### TEXT PASSAGE
Get currency from ATMs there - read your policies so you know the charges. Same with credit cards, read the policy so you know which has the best rate (they all charge something).
Don't walk around with your passport unless you absolutely have to. Leave it in the hotel safe.
Don't walk around with all your cash/credit cards, leave some in the hotel safe.
Don't walk around with your camera dangling from your neck, esp if it's a nice one.
I think you mentioned you're already going to do things off the beaten path which is more enriching of an experience to see everyday life.
If you do get a chance, check out Bologna, home to La Sorbiteria (http://www.lasorbetteria.it/) worlds best Gelato.
wolfden - I wouldn't know where to go to get that SIM card, and my phone is already unlocked for International calls because we have family and friends all over Europe. The SIM card sounds like a viable idea, but where would I find it? I don't want to waste time on a hunt for a card if I won't use it much, know what I mean?
twintown - Ohhh, "world's best Gelato" are fighting words!! haha My favorite has been in Brindisi, thus far, but the one we frequent near Lake Como is pretty astounding, too! :) That said, we could likely get to Bologna and if we do I'll check it out! :)
Regarding phones, you may want to have your company note on your account where you are going to be, or at least that you'll be "overseas," whether you plan to use your phone or not (as opposed to just using the wifi portion). I had a terrible experience with AT&T when the other half was on a business trip. They called me up, I told them it was legitimate. They ended up sending me to fraud and insisting I had just a few hours to come down to the store with my info proving I was for real. I had to talk them into letting me wait til after work! When we bought the phones an overseas trip was mentioned and was told it wan't any problem. The cell portion of the phone was never used, they just caught that it pinged in from another country. If I had not been able to take care of things, he could have ended up with a severed contract. Heck, I nearly severed the contract myself after that run around. It should be noted that I haven't had problems with them since. OTOH, I haven't had to talk to custserv, thank god.
######
# USING THE INFORMATION
A - Answer these questions from the travel forum thread:
(i) Where should a passport be kept instead of being carried around?
(ii) In which city is La Sorbiteria located?
(iii) Which phone company is named in the account of the fraud call?
B - Summarize the travel forum thread in two sentences.
C - Pick up the travel forum thread after its last sentence and continue it.
The lines that follow were taken from a different source than the travel forum thread above.
### GIVEN MATERIAL
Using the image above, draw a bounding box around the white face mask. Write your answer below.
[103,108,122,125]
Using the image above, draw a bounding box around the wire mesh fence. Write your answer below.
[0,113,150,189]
######
# ANSWERS FOR EACH ITEM
A -
(i) In the hotel safe.
(ii) Bologna.
(iii) AT&T.

B - The thread advises getting currency from ATMs, checking the charges on policies and credit cards, keeping the passport and some cash and cards in the hotel safe, and not letting a camera dangle from the neck. It also recommends La Sorbiteria in Bologna for gelato, asks where a SIM card could be found, and suggests telling the phone company about overseas travel after a bad experience with AT&T's fraud department.

C -
The shopping bag idea sounds like a good one, but I would suggest the ones made of super strong, super light material that you can get. They wad up super duper small (it'll fit in your palm) and are less likely to tear than a paper bag.
I always pack trash bags with me, not just to quarantine the dirty clothes, but also the clean ones. This helps ensure that I will not be introducing bugs into the house when I return home. Not everyone gets bit by bed bugs, so you could ostensibly get them and not know right away. If you use the cube bags, those will work too. If you do use the vaccuum bags, make sure to pack one or two extra. They tear easily.
Oh, it's a tiny thing but anytime I fly I bring some kind of mint, lifesaver, etc to eat during takeoff/landing so my ears normalize quicker from swallowing.
angelatini: You can buy a SIM card pretty much anywhere in Europe. I am sure you can grab one near your hotel / train station / souvenir shop. That said, you might have to do a country by country purchase.
http://www.coveragemaps.com/gsmposter_europe.htm might help.
I've never used the cross-country SIM (in Europe) although I've heard you can buy those.
I think TSA might take the frozen water when you go through security.
lots of great advice so far!
tricks that worked for us on our 3 week tour of italy in one small rolling bag each.
we bought rolling bags that also had backpack straps. these came in incredibly handy in Venice with it's boats and stairs and bridges. They're also good for in and out of metro turnstiles and the like. The bags themselves were nice and light, which was a nice bonus when lugging them around often.
pack clothes that mix and match. aim for things that work well in all situations (churches, dinners, etc). wear things more than once. dark clothes work well because they hide dirt! we had a 5 day break in Florence and washed things in the sink. lightweight unmentionables dry super fast!
since our bags were light, we found room to easily pack our ibook. we used it to download and edit pictures at the end of the day or the following day while taking our post lunch rest. It made things so much nicer when we got home to not have to go through all of the pictures to be able to share them with family. it was also nice to reflect on the day.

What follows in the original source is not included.